BEGIN

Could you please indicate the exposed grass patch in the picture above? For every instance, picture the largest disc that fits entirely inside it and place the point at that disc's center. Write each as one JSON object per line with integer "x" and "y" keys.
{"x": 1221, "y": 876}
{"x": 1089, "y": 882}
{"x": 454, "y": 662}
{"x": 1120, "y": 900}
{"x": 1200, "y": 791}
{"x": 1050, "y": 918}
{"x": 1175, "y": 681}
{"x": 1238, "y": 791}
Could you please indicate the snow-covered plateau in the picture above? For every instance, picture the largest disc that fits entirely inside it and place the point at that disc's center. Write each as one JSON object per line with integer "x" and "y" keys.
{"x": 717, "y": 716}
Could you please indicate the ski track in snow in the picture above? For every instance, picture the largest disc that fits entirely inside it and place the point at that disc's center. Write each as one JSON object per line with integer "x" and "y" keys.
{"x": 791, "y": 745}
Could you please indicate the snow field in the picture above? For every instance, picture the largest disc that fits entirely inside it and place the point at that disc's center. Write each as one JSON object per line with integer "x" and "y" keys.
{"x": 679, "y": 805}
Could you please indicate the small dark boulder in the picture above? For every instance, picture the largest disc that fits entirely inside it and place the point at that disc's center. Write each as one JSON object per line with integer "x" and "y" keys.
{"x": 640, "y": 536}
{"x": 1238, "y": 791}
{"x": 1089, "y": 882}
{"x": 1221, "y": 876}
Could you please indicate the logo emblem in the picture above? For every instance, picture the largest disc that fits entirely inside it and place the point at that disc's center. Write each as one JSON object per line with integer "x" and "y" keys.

END

◆ TASK REQUIREMENTS ◆
Give back the complete material verbatim.

◆ SOLUTION TO THE EXERCISE ◆
Could you please indicate the exposed grass patch in the picture above? For every instance, picture the largest disc that fits entirely inside it and place the point at that disc's center. Write each as one JSON object per line with integer "x" and "y" keys.
{"x": 1221, "y": 876}
{"x": 1089, "y": 882}
{"x": 454, "y": 662}
{"x": 1120, "y": 900}
{"x": 1200, "y": 791}
{"x": 1050, "y": 918}
{"x": 1175, "y": 681}
{"x": 1238, "y": 791}
Could you please indicate the snow-covered plateau in the picture above? For every instance, picture the largest disc that fits entirely inside it and place the point at that disc's center. Write each as one JSON object per line with integer "x" and "y" keys.
{"x": 717, "y": 716}
Could you please indicate the ski track in snow in the picture above? For every instance, picture the largest disc that fits entirely inside it and place the point at that disc's center. Write each as one JSON object per line with integer "x" and "y" keys.
{"x": 791, "y": 745}
Could you please indicate the snow field in the picture above? For every instance, picture the largest disc that fits entirely inside it and place the point at that disc's center. Write each as one JSON object per line with integer "x" and "y" keys.
{"x": 679, "y": 805}
Could you please indicate the small dark boulder in the picture above? For every instance, picture the largest disc that fits entirely inside it and place the point at that disc's center. Write each as one JSON object per line with integer "x" and "y" keys.
{"x": 640, "y": 536}
{"x": 1238, "y": 791}
{"x": 1089, "y": 882}
{"x": 1221, "y": 876}
Could you please indicate the logo emblem in the picture above? For every instance, picture the largest disc that fits entirely inside it and place the point at that disc's center. Write each as one JSON object per line with integer "x" and "y" keys.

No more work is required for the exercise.